### What you should do
Return the data below in full. Keep each character unchanged.

..........

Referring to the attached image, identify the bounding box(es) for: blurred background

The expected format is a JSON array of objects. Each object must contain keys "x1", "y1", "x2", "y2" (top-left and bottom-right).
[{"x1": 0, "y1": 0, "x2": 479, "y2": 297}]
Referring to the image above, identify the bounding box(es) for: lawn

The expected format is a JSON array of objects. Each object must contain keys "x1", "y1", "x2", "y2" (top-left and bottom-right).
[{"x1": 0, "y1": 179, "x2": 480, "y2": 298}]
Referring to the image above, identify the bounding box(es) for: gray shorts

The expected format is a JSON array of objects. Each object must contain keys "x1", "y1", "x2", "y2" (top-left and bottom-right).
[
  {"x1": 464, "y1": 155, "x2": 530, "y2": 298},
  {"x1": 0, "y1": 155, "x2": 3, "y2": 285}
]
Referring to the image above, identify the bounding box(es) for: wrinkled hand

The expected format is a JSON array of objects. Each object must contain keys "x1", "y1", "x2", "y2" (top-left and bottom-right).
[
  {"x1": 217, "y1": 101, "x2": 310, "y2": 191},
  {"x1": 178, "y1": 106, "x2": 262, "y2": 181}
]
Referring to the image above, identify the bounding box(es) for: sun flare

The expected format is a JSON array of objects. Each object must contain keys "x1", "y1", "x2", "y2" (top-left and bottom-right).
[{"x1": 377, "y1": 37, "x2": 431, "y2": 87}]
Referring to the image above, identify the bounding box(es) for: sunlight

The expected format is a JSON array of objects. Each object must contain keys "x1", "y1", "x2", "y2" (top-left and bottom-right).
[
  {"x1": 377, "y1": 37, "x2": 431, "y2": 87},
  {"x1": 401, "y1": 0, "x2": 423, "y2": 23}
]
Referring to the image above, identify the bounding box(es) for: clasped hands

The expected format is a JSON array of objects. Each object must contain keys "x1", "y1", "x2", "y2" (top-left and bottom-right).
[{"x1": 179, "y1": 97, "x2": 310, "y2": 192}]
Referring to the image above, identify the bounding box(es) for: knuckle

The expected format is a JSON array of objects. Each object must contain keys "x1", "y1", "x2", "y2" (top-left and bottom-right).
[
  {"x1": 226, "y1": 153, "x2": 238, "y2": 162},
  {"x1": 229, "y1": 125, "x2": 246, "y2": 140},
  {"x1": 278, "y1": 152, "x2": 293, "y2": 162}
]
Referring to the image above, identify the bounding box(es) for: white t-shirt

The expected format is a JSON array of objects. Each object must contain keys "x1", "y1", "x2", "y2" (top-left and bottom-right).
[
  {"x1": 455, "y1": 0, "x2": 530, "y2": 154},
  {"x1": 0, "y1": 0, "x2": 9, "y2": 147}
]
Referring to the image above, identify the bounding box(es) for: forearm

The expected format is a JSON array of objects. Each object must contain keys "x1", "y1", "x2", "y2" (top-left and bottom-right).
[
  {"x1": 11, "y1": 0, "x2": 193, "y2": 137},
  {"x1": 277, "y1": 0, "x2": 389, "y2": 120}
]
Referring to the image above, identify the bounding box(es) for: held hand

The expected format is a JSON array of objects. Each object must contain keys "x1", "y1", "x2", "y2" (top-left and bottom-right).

..........

### Exercise response
Referring to the attached image, identify the bounding box(es) for: blurred background

The expected format is a JSON array of objects. Each object must contain keys "x1", "y1", "x2", "y2" (top-left and bottom-right).
[{"x1": 0, "y1": 0, "x2": 479, "y2": 297}]
Referring to the image above, identify the bounding box(es) for: lawn

The expected format is a JSON array of objects. Each object must contain keys "x1", "y1", "x2", "y2" (top-left and bottom-right).
[{"x1": 0, "y1": 179, "x2": 480, "y2": 298}]
Referring to the image above, identify the bounding box(es) for: gray shorts

The expected format is a JSON array of objects. Each object must contain keys "x1", "y1", "x2", "y2" (top-left and bottom-right).
[
  {"x1": 464, "y1": 155, "x2": 530, "y2": 298},
  {"x1": 0, "y1": 155, "x2": 3, "y2": 285}
]
Referring to the image above, identify the bounding box(es) for: wrinkled hand

The expected format is a JSON array of objects. Each object must contain keys "x1", "y1", "x2", "y2" (top-left and bottom-right).
[
  {"x1": 217, "y1": 101, "x2": 310, "y2": 191},
  {"x1": 178, "y1": 106, "x2": 262, "y2": 181}
]
Referring to the image above, identify the bounding box(es) for: sun flare

The expected format is a JSON array of objects. Each object must contain keys "x1", "y1", "x2", "y2" (top-left and bottom-right).
[{"x1": 377, "y1": 37, "x2": 431, "y2": 87}]
Referring to the image above, identify the bounding box(es) for: sunlight

The expected format is a JSON array of objects. Each object must contain keys "x1", "y1", "x2", "y2" (top-left and bottom-right).
[
  {"x1": 377, "y1": 37, "x2": 431, "y2": 87},
  {"x1": 401, "y1": 0, "x2": 423, "y2": 23}
]
Referring to the image above, identify the bounding box(es) for: clasped hands

The expected format is a JSON array of objects. Each object must contain keys "x1", "y1", "x2", "y2" (top-left and bottom-right).
[{"x1": 179, "y1": 97, "x2": 310, "y2": 192}]
Referring to the image above, identify the bounding box(es) for: knuckle

The expected format is a JSON array of objects. Each object must contain keys "x1", "y1", "x2", "y2" (top-left and bottom-right).
[
  {"x1": 226, "y1": 153, "x2": 238, "y2": 162},
  {"x1": 229, "y1": 125, "x2": 246, "y2": 140},
  {"x1": 278, "y1": 152, "x2": 293, "y2": 162}
]
Referring to the image above, identify the bounding box(es) for: white t-shirt

The expected format is a JSON array of objects. Each object must contain keys "x1", "y1", "x2", "y2" (top-left and bottom-right).
[
  {"x1": 455, "y1": 0, "x2": 530, "y2": 154},
  {"x1": 0, "y1": 0, "x2": 9, "y2": 147}
]
Referring to the image above, identify the bounding box(es) for: forearm

The expected format is a JSON array of objects. Each object must contain keys "x1", "y1", "x2", "y2" (top-left and bottom-right).
[
  {"x1": 11, "y1": 0, "x2": 193, "y2": 137},
  {"x1": 277, "y1": 0, "x2": 389, "y2": 120}
]
Referring to the image above, identify the bounding box(es) for: held hand

The expected format is a JSON array of objects. Each object must contain keys "x1", "y1", "x2", "y2" (top-left and bottom-right).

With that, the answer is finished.